Return the listing below exactly. Leave its pictures out.

↓↓↓

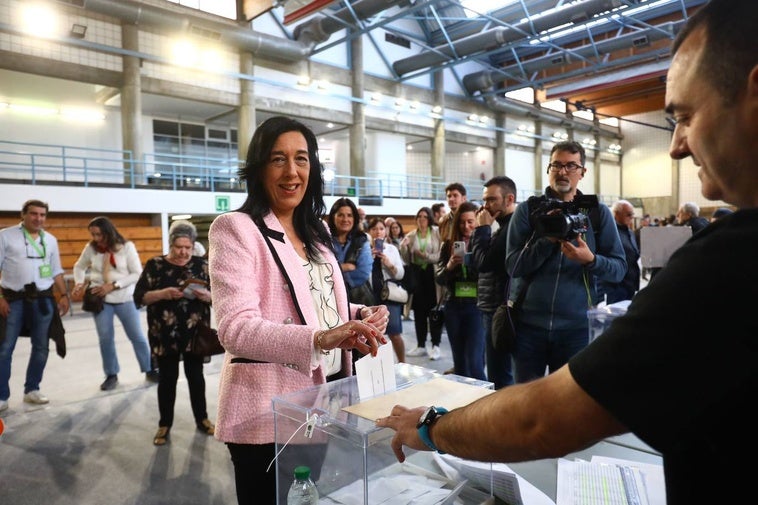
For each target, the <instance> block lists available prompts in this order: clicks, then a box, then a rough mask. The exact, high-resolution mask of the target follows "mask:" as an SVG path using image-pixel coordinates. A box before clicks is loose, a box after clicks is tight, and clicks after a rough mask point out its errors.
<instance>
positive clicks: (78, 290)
mask: <svg viewBox="0 0 758 505" xmlns="http://www.w3.org/2000/svg"><path fill="white" fill-rule="evenodd" d="M82 291H84V284H76V285H75V286H74V289H72V290H71V296H73V297H74V298H76V297H78V296H79V295H80V294H81V293H82Z"/></svg>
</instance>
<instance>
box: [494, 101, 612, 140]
mask: <svg viewBox="0 0 758 505" xmlns="http://www.w3.org/2000/svg"><path fill="white" fill-rule="evenodd" d="M485 103H486V104H487V107H489V108H490V109H492V110H493V111H495V112H504V113H506V114H516V115H517V116H524V117H528V118H534V119H537V120H539V121H542V122H543V123H548V124H553V125H556V126H562V127H564V128H572V129H574V130H578V131H585V132H591V133H598V134H599V135H601V136H603V137H606V138H611V139H616V138H618V135H616V134H615V133H613V132H609V131H605V130H603V129H602V128H597V127H596V126H595V124H594V123H590V122H587V121H578V120H576V119H574V118H573V117H571V116H569V115H566V114H561V113H560V112H555V111H552V110H549V109H543V108H541V107H539V106H536V105H529V104H527V103H521V102H517V101H515V100H510V99H508V98H504V97H497V96H492V95H490V96H486V97H485Z"/></svg>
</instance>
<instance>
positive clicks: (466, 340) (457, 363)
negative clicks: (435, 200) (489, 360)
mask: <svg viewBox="0 0 758 505" xmlns="http://www.w3.org/2000/svg"><path fill="white" fill-rule="evenodd" d="M478 208H479V207H478V206H477V205H476V204H475V203H472V202H463V203H462V204H461V205H460V206H459V207H458V209H457V210H456V211H455V215H454V217H453V226H452V229H451V233H450V238H449V239H448V240H446V241H445V242H443V244H442V251H441V252H440V261H439V263H438V264H437V278H436V280H437V283H438V284H440V285H442V286H444V287H445V288H446V289H445V298H444V300H445V329H446V330H447V336H448V338H449V339H450V348H451V350H452V352H453V369H454V373H456V374H458V375H463V376H466V377H472V378H474V379H480V380H487V376H486V374H485V373H484V352H485V351H484V348H485V345H484V327H483V326H482V313H481V311H480V310H479V308H478V307H477V306H476V284H477V280H478V277H479V272H478V271H477V269H476V267H475V266H474V265H471V264H470V262H468V263H467V262H466V261H465V259H466V253H467V252H468V250H469V240H470V239H471V237H472V235H473V234H474V229H475V228H476V225H477V222H476V211H477V209H478Z"/></svg>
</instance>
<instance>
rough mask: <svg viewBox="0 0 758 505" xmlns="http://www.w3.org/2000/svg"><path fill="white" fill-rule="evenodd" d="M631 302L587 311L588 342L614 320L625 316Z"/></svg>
mask: <svg viewBox="0 0 758 505" xmlns="http://www.w3.org/2000/svg"><path fill="white" fill-rule="evenodd" d="M630 303H631V300H624V301H623V302H616V303H612V304H611V305H606V306H604V307H595V308H592V309H589V310H588V311H587V318H589V328H590V342H592V341H593V340H595V339H596V338H597V337H599V336H600V335H601V334H602V333H603V332H604V331H605V330H606V329H608V327H609V326H610V325H611V323H612V322H613V320H614V319H616V318H617V317H619V316H621V315H624V314H626V309H627V307H629V304H630Z"/></svg>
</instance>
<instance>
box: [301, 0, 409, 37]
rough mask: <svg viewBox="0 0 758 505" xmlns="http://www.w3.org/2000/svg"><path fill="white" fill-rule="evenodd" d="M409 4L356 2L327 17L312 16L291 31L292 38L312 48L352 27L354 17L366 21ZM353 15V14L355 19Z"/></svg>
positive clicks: (396, 3)
mask: <svg viewBox="0 0 758 505" xmlns="http://www.w3.org/2000/svg"><path fill="white" fill-rule="evenodd" d="M409 4H410V0H363V1H362V2H356V3H355V4H354V5H352V6H351V7H350V8H347V7H345V8H344V9H341V10H339V11H337V12H335V13H334V14H332V15H330V16H329V17H327V16H324V15H323V14H320V15H317V16H314V17H313V18H311V19H310V20H308V21H306V22H304V23H302V24H299V25H297V26H296V27H295V30H294V31H293V36H294V37H295V40H297V41H298V42H301V43H303V44H306V45H307V46H308V47H310V48H313V46H315V45H316V44H318V43H321V42H324V41H325V40H327V39H328V38H329V37H330V36H331V35H332V34H333V33H336V32H338V31H340V30H343V29H345V27H346V26H353V25H354V24H355V17H357V18H358V19H359V20H361V19H368V18H370V17H371V16H374V15H376V14H379V13H380V12H382V11H383V10H386V9H389V8H390V7H395V6H399V5H402V6H406V5H409ZM353 13H355V17H354V16H353Z"/></svg>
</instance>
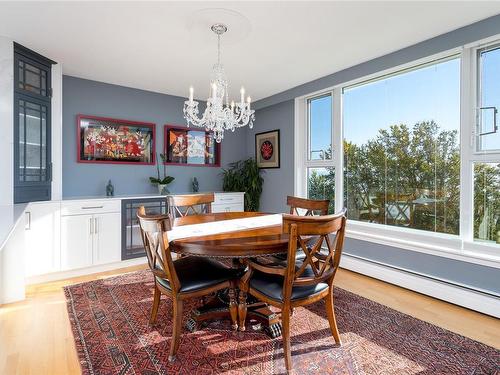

↑↑↑

--- Output for this task ---
For each target, the <instance> block lists available prompts in this order: clicks, then a box, then a rough mask. The exact, high-resolution mask of the target follows "mask:" as an SVG path using image-pixel coordinates. A box before clicks is loose, a box after clicks is tight, and clicks after a rough mask point out its errors.
<instance>
positive clicks: (78, 290)
mask: <svg viewBox="0 0 758 505" xmlns="http://www.w3.org/2000/svg"><path fill="white" fill-rule="evenodd" d="M82 291H84V284H76V285H75V286H74V289H72V290H71V296H73V297H74V298H76V297H78V296H79V295H80V294H81V293H82Z"/></svg>
</instance>
<instance>
box: [494, 101, 612, 140]
mask: <svg viewBox="0 0 758 505" xmlns="http://www.w3.org/2000/svg"><path fill="white" fill-rule="evenodd" d="M485 103H486V104H487V107H489V108H490V109H492V110H493V111H495V112H504V113H506V114H516V115H517V116H524V117H528V118H534V119H537V120H539V121H542V122H543V123H548V124H553V125H556V126H562V127H564V128H572V129H574V130H578V131H585V132H591V133H598V134H599V135H601V136H603V137H606V138H611V139H616V138H618V135H616V134H615V133H613V132H609V131H605V130H603V129H602V128H597V127H596V126H595V124H594V123H590V122H587V121H578V120H576V119H574V118H573V117H571V116H569V115H566V114H561V113H560V112H555V111H552V110H549V109H543V108H541V107H539V106H536V105H529V104H527V103H521V102H517V101H515V100H510V99H508V98H504V97H497V96H492V95H490V96H486V97H485Z"/></svg>
</instance>
<instance>
positive clicks: (466, 340) (457, 363)
negative clicks: (435, 200) (489, 360)
mask: <svg viewBox="0 0 758 505" xmlns="http://www.w3.org/2000/svg"><path fill="white" fill-rule="evenodd" d="M478 208H479V207H478V206H477V205H476V204H475V203H472V202H463V203H462V204H461V205H460V206H459V207H458V209H457V210H456V211H455V215H454V217H453V226H452V229H451V233H450V238H449V239H448V240H446V241H445V242H443V244H442V251H441V252H440V261H439V263H438V264H437V278H436V280H437V283H438V284H440V285H442V286H444V287H445V288H446V289H445V298H444V300H445V329H446V330H447V336H448V338H449V339H450V348H451V350H452V352H453V369H454V373H456V374H458V375H463V376H466V377H472V378H474V379H480V380H487V376H486V374H485V373H484V352H485V351H484V348H485V345H484V327H483V326H482V313H481V311H480V310H479V308H478V307H477V306H476V284H477V280H478V277H479V272H478V271H477V269H476V267H475V266H474V265H471V264H470V262H468V263H467V262H466V261H465V259H466V253H467V252H468V250H469V240H470V239H471V237H472V235H473V234H474V229H475V228H476V225H477V222H476V211H477V209H478Z"/></svg>
</instance>
<instance>
rough mask: <svg viewBox="0 0 758 505" xmlns="http://www.w3.org/2000/svg"><path fill="white" fill-rule="evenodd" d="M631 302L587 311L588 342L614 320L625 316Z"/></svg>
mask: <svg viewBox="0 0 758 505" xmlns="http://www.w3.org/2000/svg"><path fill="white" fill-rule="evenodd" d="M630 303H631V300H624V301H623V302H616V303H612V304H611V305H606V306H604V307H595V308H592V309H589V310H588V311H587V318H589V328H590V342H592V341H593V340H595V339H596V338H597V337H599V336H600V335H601V334H602V333H603V332H604V331H605V330H606V329H608V327H609V326H610V325H611V323H612V322H613V320H614V319H616V318H617V317H619V316H621V315H624V314H626V309H627V307H629V304H630Z"/></svg>
</instance>
<instance>
box: [301, 0, 409, 37]
rough mask: <svg viewBox="0 0 758 505" xmlns="http://www.w3.org/2000/svg"><path fill="white" fill-rule="evenodd" d="M409 4L356 2L327 17L312 16L291 31L292 38L312 48L352 27L354 17L366 21ZM353 15V14L355 19Z"/></svg>
positive clicks: (396, 3)
mask: <svg viewBox="0 0 758 505" xmlns="http://www.w3.org/2000/svg"><path fill="white" fill-rule="evenodd" d="M409 4H410V0H363V1H362V2H356V3H355V4H354V5H352V6H351V7H350V8H347V7H345V8H344V9H341V10H339V11H337V12H335V13H334V14H332V15H330V16H329V17H327V16H324V15H323V14H320V15H317V16H314V17H313V18H311V19H310V20H308V21H306V22H304V23H302V24H299V25H297V26H296V27H295V30H294V31H293V36H294V37H295V40H297V41H298V42H301V43H303V44H306V45H307V46H308V47H310V48H313V46H315V45H316V44H318V43H321V42H324V41H325V40H327V39H328V38H329V37H330V36H331V35H332V34H333V33H336V32H338V31H340V30H343V29H345V27H346V26H353V25H354V24H355V17H357V18H358V19H359V20H361V19H368V18H370V17H371V16H374V15H376V14H379V13H380V12H382V11H383V10H386V9H389V8H390V7H395V6H399V5H402V6H406V5H409ZM353 13H355V17H354V16H353Z"/></svg>
</instance>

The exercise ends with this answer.